[Exercise set]
A. According to the literature review, what F1 score did the model built with deep neural networks and SVM achieve?
B. Rewrite the literature review passage that begins at the words "2. Literature review" and ends after "score of 90%.", putting "posts" wherever "tweets" appears.
C. Does each statement agree with the literature review? Answer yes or no for each and quote the words that decide it.
(i) The dataset described in [5] sorts tweets into three groups.
(ii) Logistic regression was among the machine learning models created.
(iii) The work cited as [4] built a model combining deep neural networks with SVM.

[Source document]
-- BEGIN --

2. Literature review
Many researchers and practitioners from industry and academia have been attracted to the
subject of automatic identification of hostile and harmful speech. [4] Provided a high-level
review of the current state-of-the-art techaniques in offensive language identification and
related issues, such as hate speech recognition. [5] Developed a publicly accessible dataset for
identifying the offensive language in tweets by categorizing them as hate speech, offensive
but not hate speech or neither. Various machine learning models, such as Support Vector
Machine (SVM) and logistic regression, were created utilizing various data properties, such as
n-grams, TF-IDF, readability, etc., for this purpose. [6] Built a model with deep neural networks
in combination with SVM for the detection of offensive content with the accomplishment of F1
score of 90%.

-- END --

[Supplied data]

-- BEGIN --

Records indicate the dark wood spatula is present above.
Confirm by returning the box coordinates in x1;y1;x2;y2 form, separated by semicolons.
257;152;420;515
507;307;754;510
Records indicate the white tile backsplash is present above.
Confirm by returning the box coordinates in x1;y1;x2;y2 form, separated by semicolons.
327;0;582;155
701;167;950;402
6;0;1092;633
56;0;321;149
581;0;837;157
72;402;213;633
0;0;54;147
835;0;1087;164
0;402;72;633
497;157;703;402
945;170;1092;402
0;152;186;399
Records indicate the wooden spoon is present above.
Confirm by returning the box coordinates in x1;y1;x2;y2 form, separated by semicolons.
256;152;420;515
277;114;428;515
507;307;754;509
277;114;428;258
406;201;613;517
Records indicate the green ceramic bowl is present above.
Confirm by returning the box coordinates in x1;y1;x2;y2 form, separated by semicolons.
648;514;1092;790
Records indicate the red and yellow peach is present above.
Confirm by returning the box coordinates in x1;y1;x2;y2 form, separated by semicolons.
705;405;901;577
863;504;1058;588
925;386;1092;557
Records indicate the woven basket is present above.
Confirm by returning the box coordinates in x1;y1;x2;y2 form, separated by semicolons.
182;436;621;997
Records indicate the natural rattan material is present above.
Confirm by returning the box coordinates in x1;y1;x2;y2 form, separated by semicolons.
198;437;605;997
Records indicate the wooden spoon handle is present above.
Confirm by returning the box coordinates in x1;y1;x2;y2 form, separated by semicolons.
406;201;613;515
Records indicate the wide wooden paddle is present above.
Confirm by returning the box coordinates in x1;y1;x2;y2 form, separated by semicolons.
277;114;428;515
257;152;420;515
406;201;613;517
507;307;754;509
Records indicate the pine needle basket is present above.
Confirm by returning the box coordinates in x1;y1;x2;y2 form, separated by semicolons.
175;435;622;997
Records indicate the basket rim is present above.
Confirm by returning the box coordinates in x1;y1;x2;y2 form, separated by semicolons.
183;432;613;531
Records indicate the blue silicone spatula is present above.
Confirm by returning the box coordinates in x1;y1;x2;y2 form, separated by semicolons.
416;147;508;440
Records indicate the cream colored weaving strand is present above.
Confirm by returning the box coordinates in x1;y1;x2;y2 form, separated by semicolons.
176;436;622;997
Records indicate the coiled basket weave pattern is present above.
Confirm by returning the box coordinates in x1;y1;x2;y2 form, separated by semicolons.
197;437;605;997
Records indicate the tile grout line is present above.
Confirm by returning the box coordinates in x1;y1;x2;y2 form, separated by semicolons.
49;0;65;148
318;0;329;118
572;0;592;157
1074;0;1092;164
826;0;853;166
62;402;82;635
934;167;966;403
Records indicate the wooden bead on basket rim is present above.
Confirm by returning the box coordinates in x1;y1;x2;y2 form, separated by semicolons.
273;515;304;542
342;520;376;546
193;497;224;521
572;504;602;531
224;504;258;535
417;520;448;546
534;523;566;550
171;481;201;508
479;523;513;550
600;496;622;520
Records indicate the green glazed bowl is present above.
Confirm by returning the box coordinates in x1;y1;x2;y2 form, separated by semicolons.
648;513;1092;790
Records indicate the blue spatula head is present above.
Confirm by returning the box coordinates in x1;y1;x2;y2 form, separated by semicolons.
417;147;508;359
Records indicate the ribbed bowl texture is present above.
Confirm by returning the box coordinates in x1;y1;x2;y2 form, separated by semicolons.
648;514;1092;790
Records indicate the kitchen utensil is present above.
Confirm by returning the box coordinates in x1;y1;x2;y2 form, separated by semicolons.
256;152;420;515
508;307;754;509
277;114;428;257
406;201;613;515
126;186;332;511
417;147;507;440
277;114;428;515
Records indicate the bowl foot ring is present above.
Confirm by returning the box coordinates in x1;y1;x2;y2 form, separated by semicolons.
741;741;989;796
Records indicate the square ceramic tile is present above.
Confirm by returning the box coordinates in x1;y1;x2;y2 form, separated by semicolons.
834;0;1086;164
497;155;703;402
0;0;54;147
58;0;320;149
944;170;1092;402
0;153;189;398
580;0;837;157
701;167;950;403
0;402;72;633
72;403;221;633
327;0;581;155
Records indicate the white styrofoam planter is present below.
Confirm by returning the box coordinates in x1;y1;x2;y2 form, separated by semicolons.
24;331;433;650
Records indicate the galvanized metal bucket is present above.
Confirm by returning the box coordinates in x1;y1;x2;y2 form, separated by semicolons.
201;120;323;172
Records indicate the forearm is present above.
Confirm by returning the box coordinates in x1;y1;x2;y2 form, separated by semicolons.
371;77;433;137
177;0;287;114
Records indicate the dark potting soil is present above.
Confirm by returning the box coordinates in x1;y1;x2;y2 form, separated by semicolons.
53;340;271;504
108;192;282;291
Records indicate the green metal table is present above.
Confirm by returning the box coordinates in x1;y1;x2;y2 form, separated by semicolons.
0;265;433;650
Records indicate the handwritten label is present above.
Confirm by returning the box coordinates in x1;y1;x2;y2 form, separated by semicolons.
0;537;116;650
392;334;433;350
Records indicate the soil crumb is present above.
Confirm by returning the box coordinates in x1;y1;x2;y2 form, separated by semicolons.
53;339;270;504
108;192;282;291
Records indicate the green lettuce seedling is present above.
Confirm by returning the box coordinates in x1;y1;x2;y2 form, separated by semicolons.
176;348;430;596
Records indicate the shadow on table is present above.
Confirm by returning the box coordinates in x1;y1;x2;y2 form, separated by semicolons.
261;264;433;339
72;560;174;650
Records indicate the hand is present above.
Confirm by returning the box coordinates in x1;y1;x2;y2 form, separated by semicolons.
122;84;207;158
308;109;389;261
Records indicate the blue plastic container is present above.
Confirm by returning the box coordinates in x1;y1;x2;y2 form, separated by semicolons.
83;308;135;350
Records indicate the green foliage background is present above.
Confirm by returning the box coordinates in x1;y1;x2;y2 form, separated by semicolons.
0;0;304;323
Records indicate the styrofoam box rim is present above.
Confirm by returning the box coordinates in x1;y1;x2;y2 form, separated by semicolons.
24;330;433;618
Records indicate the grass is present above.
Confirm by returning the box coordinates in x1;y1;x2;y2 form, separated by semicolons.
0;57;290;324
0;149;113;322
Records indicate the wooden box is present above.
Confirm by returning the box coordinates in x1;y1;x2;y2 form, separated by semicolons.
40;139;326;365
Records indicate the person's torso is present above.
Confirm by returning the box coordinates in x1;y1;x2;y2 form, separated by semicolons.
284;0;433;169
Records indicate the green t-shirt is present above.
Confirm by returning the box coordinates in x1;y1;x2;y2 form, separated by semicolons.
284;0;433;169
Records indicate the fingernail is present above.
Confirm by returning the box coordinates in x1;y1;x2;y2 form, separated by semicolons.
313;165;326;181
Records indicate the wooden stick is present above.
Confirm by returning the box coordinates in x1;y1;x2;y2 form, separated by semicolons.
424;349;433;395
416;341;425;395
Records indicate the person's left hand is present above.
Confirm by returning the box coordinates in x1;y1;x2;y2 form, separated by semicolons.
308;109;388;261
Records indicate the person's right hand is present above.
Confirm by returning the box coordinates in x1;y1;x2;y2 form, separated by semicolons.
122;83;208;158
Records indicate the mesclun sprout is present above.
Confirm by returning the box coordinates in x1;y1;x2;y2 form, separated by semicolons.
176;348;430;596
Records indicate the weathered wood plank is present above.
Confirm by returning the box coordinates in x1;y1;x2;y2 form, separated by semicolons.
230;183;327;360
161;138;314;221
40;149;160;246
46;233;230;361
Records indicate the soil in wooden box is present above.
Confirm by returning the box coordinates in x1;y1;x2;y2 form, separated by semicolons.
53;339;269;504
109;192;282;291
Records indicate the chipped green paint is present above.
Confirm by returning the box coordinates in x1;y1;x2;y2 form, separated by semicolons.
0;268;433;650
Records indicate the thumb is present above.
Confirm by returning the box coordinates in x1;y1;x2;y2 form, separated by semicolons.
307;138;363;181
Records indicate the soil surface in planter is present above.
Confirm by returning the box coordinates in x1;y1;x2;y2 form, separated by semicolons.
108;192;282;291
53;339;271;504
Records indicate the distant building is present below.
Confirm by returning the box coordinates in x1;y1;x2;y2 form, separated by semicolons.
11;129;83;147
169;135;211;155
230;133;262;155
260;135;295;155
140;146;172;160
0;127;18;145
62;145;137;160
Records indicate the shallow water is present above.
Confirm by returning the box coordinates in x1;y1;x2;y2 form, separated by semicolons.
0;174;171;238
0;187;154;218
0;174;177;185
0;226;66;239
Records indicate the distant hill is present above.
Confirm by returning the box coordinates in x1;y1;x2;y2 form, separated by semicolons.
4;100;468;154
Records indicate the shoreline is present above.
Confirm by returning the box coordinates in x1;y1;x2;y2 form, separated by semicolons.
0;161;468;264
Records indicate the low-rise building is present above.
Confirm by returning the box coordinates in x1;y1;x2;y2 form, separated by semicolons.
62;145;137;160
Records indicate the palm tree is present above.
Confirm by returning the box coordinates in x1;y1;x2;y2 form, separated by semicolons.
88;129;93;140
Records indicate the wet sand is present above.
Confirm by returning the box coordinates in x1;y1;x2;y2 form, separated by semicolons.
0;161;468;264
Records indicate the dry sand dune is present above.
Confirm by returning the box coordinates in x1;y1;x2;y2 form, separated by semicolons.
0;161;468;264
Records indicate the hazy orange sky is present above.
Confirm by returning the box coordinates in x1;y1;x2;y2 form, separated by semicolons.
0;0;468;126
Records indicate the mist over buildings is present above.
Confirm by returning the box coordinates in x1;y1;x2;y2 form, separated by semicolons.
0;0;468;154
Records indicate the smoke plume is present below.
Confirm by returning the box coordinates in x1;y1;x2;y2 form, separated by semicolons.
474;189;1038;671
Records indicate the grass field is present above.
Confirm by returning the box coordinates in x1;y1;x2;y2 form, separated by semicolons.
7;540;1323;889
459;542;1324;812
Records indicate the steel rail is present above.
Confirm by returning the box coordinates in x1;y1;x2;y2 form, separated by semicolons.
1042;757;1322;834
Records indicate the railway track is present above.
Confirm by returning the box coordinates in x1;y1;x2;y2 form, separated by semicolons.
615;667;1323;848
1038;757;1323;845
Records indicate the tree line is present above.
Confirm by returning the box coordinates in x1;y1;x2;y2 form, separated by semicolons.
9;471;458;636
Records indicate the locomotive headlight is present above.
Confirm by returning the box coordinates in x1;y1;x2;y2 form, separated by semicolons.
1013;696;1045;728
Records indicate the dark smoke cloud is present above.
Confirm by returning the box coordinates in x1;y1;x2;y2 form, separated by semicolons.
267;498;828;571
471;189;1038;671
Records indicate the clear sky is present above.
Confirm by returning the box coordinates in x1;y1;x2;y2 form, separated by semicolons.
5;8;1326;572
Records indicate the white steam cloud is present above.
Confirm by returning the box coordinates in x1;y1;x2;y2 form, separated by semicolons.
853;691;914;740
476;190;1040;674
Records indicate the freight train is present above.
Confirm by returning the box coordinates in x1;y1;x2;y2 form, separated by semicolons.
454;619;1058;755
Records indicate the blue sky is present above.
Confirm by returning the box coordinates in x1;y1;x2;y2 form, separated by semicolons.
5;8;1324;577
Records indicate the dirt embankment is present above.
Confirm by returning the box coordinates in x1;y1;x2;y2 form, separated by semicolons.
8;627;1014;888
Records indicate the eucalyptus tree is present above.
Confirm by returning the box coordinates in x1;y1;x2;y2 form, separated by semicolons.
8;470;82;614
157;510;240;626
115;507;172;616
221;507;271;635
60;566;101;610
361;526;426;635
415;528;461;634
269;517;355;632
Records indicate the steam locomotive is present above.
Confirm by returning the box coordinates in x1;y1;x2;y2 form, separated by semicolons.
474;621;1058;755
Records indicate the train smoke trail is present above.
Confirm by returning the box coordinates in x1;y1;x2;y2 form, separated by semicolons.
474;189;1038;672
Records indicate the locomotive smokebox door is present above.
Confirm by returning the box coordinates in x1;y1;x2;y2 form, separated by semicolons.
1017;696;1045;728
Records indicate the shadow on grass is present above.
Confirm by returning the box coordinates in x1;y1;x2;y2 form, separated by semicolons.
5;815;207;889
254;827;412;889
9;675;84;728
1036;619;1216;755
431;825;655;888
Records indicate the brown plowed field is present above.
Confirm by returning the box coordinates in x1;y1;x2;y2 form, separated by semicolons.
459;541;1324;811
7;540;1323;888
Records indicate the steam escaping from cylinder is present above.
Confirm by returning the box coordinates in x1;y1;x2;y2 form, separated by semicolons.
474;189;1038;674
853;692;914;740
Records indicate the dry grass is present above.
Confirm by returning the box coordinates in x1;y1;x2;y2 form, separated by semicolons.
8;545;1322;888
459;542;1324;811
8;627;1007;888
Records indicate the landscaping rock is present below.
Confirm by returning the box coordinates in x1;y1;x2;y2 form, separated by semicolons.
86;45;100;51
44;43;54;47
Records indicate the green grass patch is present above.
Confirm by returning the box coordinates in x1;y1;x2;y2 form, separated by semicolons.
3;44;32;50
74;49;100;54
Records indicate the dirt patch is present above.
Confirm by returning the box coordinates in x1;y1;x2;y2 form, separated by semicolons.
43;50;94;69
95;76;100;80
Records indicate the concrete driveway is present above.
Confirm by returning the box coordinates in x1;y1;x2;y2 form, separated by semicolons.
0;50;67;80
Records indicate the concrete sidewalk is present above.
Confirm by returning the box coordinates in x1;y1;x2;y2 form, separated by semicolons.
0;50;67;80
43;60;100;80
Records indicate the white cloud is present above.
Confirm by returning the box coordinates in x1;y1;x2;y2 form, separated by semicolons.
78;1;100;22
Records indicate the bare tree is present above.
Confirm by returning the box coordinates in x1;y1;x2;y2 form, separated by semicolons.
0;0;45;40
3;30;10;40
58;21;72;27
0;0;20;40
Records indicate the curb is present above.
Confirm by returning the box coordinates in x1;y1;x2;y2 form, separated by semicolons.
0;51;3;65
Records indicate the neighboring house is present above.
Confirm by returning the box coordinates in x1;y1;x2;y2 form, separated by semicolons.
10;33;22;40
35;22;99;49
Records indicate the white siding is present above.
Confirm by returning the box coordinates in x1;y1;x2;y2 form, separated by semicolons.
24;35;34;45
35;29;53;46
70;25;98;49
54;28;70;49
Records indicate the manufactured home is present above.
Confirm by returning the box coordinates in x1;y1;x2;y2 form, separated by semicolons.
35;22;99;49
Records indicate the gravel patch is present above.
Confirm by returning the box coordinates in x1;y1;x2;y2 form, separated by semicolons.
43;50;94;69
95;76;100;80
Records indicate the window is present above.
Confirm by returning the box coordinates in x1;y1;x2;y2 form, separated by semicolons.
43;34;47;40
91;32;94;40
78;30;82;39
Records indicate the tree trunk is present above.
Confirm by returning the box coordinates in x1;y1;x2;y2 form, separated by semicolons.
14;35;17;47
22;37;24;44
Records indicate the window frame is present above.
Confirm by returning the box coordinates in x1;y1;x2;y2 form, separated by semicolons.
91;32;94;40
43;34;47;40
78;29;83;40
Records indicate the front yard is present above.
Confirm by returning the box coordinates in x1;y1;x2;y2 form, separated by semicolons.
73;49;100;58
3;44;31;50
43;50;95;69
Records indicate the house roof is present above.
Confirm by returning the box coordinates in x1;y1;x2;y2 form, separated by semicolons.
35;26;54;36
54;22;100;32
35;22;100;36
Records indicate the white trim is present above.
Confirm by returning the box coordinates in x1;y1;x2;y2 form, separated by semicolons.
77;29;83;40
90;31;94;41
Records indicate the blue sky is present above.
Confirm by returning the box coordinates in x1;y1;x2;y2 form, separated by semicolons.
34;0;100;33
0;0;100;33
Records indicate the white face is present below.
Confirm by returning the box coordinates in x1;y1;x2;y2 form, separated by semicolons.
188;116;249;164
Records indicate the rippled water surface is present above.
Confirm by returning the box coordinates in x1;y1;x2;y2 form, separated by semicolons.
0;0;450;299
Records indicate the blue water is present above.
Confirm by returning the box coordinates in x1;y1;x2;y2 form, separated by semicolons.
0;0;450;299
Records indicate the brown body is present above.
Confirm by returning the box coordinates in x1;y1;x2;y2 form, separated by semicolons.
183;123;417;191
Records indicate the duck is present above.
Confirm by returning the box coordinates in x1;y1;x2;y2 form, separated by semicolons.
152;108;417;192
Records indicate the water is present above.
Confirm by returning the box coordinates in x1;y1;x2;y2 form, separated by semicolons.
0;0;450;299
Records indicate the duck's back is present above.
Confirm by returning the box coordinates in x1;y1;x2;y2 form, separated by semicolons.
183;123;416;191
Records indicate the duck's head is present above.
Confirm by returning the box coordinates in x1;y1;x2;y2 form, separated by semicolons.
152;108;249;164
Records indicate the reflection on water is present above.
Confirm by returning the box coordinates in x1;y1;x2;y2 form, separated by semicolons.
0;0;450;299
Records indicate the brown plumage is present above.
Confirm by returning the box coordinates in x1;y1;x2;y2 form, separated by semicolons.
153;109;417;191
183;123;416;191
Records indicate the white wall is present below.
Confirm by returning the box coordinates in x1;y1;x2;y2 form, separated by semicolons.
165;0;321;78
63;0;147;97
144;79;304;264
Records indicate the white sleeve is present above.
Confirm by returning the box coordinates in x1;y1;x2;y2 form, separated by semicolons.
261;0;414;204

-- END --

[The answers]
A. 90%

B.
2. Literature review
Many researchers and practitioners from industry and academia have been attracted to the
subject of automatic identification of hostile and harmful speech. [4] Provided a high-level
review of the current state-of-the-art techaniques in offensive language identification and
related issues, such as hate speech recognition. [5] Developed a publicly accessible dataset for
identifying the offensive language in posts by categorizing them as hate speech, offensive
but not hate speech or neither. Various machine learning models, such as Support Vector
Machine (SVM) and logistic regression, were created utilizing various data properties, such as
n-grams, TF-IDF, readability, etc., for this purpose. [6] Built a model with deep neural networks
in combination with SVM for the detection of offensive content with the accomplishment of F1
score of 90%.

C.
(i) Yes: "categorizing them as hate speech, offensive but not hate speech or neither"
(ii) Yes: "such as Support Vector Machine (SVM) and logistic regression, were created"
(iii) No: "[6] Built a model with deep neural networks in combination with SVM"